The problem
Below are the records. Retype exactly the lines between the lines holding "standing and produce bounding box coordinates for each." and "arm and produce bounding box coordinates for each.", inclusive.
(Data for this exercise Opens)
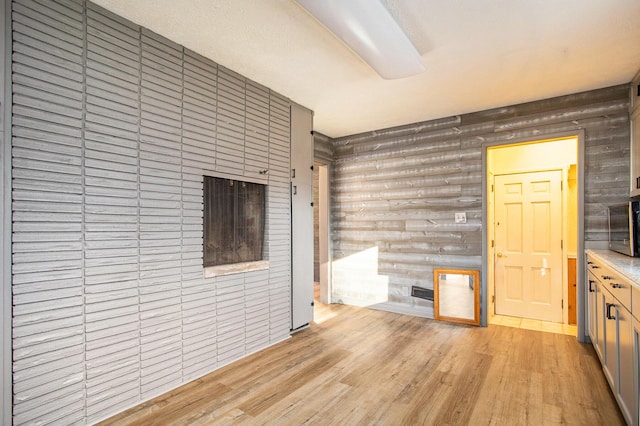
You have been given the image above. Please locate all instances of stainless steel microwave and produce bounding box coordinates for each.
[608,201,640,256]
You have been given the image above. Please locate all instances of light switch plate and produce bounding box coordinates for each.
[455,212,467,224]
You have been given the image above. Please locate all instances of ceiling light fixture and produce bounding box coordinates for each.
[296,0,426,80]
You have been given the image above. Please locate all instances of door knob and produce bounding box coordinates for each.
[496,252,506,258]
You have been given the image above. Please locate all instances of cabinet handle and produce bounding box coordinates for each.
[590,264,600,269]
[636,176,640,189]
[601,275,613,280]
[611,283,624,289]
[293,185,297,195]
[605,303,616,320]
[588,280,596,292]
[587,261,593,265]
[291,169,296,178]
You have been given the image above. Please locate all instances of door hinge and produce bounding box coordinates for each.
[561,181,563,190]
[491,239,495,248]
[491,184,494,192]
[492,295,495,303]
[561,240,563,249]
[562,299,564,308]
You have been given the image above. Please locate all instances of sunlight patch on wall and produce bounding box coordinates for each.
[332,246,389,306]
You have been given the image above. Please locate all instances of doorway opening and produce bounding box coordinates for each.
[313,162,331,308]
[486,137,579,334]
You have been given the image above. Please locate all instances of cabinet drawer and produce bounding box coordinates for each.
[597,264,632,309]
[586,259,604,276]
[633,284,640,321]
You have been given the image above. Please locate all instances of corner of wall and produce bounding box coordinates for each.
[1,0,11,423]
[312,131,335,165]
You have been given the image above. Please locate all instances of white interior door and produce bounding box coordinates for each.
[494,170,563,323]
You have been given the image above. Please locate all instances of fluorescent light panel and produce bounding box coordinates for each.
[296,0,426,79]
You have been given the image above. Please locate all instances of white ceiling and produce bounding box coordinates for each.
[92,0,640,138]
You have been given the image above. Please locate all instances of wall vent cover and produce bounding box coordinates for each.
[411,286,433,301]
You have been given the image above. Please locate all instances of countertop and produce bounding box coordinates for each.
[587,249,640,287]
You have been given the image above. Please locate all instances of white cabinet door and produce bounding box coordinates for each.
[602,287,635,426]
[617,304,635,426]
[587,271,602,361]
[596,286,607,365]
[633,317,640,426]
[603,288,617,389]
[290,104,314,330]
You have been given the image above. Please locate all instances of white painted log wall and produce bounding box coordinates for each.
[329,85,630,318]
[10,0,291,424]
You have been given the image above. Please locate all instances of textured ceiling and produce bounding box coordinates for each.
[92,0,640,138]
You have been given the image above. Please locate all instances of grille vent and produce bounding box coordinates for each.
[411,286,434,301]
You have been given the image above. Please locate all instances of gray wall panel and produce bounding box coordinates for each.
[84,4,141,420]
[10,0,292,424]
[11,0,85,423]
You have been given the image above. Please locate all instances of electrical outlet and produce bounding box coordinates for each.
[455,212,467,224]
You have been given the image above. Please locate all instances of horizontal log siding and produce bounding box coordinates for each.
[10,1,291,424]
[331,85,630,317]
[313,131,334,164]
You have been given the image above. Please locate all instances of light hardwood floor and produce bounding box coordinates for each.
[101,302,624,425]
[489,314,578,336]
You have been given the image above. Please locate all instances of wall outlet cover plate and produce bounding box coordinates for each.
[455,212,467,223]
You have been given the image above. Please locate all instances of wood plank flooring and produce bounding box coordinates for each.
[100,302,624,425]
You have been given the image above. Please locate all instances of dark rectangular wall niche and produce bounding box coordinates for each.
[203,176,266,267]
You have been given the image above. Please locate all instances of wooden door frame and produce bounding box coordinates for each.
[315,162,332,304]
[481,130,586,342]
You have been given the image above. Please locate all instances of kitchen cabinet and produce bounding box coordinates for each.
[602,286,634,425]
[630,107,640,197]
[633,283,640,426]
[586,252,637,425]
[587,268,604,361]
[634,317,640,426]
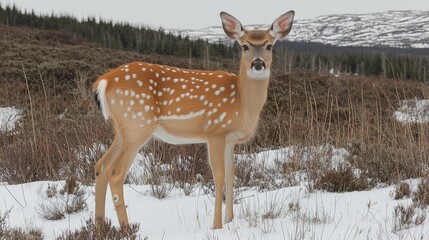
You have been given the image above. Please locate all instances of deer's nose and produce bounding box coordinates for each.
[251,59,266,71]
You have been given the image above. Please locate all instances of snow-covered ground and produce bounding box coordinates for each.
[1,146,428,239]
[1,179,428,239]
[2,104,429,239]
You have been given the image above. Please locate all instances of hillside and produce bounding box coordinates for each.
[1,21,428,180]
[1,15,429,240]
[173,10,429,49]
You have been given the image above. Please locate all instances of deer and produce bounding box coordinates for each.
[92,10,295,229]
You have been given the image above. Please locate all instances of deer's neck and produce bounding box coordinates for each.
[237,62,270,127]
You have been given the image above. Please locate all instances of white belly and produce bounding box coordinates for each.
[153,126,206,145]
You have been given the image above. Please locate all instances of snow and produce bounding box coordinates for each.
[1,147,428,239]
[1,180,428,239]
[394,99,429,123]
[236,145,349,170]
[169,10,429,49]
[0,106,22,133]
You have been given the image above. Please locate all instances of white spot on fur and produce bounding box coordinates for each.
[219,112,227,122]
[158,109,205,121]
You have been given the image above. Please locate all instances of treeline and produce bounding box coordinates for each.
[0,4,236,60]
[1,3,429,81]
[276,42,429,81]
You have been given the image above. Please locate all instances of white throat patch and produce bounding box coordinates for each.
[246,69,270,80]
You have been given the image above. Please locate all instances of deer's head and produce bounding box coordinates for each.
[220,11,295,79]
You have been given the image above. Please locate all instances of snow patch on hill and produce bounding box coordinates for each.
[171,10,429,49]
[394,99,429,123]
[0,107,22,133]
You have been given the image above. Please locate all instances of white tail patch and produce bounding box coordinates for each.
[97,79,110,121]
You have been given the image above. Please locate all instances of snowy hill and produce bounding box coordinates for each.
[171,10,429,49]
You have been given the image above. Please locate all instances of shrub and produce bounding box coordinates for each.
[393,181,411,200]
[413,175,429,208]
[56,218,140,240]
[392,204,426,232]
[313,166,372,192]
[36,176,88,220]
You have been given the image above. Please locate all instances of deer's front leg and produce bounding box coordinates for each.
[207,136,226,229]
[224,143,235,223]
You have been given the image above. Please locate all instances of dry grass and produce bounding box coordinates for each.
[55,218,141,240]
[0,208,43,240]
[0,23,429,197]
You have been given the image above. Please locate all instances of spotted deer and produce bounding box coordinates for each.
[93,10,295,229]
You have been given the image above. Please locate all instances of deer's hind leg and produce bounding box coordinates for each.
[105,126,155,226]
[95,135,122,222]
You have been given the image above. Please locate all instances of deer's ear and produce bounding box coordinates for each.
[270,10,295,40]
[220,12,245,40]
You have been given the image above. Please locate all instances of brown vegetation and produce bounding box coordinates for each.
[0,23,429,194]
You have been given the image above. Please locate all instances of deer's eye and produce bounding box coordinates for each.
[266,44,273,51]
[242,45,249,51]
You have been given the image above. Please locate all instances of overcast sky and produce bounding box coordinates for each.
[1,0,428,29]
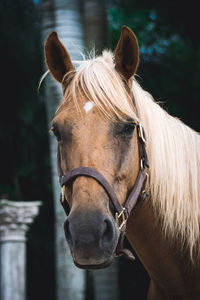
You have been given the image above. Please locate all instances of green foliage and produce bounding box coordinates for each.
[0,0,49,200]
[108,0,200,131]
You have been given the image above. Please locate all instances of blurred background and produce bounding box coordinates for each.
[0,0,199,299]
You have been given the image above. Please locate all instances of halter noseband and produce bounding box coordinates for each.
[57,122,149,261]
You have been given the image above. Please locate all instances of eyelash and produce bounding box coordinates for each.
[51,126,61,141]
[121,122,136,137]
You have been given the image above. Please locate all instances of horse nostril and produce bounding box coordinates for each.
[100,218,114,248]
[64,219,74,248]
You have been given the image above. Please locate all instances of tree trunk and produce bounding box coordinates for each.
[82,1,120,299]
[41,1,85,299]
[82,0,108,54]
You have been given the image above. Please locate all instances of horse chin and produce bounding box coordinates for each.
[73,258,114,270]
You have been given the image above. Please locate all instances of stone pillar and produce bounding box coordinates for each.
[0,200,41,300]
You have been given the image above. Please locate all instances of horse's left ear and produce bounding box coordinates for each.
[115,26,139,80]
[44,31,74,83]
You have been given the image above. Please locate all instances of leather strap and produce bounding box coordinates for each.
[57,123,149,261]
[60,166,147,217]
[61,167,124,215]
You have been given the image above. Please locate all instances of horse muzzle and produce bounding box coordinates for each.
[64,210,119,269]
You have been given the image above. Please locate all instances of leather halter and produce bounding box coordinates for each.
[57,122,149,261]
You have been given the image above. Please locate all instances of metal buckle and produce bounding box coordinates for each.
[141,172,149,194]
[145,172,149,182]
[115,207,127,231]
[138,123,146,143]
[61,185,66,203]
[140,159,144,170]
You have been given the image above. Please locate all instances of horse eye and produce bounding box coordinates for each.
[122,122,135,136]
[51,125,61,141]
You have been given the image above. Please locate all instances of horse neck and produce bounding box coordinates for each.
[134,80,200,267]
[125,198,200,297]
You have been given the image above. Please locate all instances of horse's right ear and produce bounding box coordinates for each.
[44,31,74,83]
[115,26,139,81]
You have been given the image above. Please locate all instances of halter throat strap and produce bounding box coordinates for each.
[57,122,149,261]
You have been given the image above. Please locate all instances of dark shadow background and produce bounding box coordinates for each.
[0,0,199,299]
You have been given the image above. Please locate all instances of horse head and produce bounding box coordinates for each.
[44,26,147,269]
(Data for this exercise Closes)
(Data for this exercise Opens)
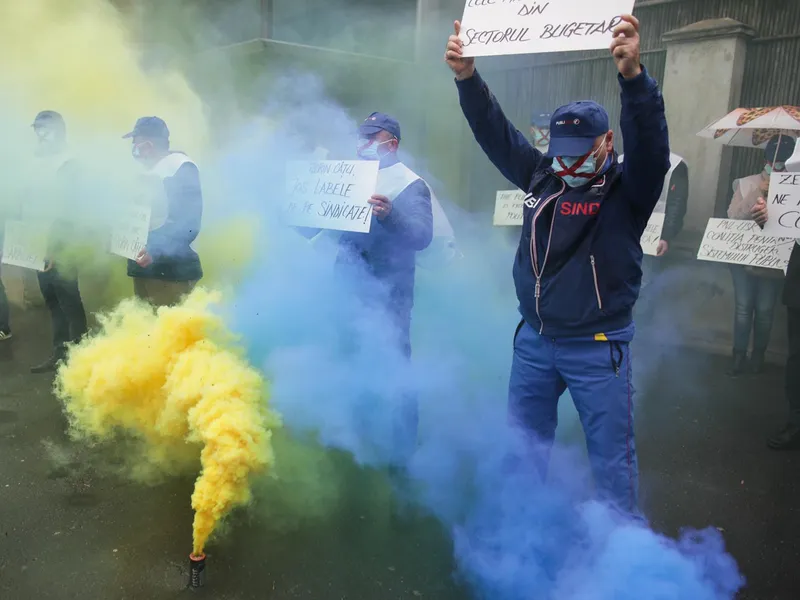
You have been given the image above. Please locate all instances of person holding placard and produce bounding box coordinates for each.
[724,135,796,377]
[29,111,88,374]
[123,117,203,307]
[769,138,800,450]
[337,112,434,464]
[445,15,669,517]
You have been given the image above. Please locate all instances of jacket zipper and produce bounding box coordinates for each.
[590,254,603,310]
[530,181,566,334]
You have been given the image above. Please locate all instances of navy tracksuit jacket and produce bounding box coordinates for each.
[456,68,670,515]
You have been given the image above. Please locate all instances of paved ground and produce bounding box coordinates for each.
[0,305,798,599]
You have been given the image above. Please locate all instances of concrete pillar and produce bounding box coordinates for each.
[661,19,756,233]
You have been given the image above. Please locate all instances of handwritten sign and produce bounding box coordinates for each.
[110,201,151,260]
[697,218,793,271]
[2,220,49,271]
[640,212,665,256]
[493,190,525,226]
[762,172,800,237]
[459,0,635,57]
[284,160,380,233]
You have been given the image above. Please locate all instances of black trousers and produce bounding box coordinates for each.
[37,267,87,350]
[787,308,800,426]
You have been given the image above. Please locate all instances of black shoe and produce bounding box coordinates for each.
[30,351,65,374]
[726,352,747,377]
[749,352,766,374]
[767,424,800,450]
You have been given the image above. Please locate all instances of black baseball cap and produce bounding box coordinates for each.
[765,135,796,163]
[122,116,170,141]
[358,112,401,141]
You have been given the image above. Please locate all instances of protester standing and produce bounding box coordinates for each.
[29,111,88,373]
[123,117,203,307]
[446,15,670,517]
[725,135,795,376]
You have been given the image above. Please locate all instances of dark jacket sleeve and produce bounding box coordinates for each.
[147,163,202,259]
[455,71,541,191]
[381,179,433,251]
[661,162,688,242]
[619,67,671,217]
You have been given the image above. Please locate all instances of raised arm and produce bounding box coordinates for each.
(Data for this exercise Closes)
(Data for this exercise Opens)
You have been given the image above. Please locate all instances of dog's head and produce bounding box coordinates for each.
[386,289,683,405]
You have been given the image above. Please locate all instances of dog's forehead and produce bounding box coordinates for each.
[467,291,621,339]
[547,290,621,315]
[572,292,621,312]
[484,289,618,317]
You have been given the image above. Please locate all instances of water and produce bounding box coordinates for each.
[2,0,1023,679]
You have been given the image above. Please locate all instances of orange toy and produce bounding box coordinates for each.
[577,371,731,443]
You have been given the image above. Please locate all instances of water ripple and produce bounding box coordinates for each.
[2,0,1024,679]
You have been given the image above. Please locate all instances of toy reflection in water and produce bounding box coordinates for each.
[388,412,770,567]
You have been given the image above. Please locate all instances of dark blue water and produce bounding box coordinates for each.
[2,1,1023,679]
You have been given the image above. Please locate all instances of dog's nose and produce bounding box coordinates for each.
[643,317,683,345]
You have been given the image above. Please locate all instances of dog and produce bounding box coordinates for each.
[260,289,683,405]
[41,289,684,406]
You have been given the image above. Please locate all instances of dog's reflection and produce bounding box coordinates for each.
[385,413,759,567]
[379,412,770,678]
(Data for this exercise Closes)
Your response
You have been given the image above. Please locate all instances of protester standing and produce bounding box coordinates for each.
[29,111,88,373]
[123,117,203,307]
[446,15,670,517]
[725,135,795,376]
You have been given the image above. Please locate all instances of dark jacket sleeve and produce bounding box coordinates for each.
[147,163,202,259]
[455,71,541,191]
[381,179,433,251]
[661,162,688,242]
[619,67,671,217]
You have been given the image above. Please locate all instances of raised arm and produce bounding box coordinates for each.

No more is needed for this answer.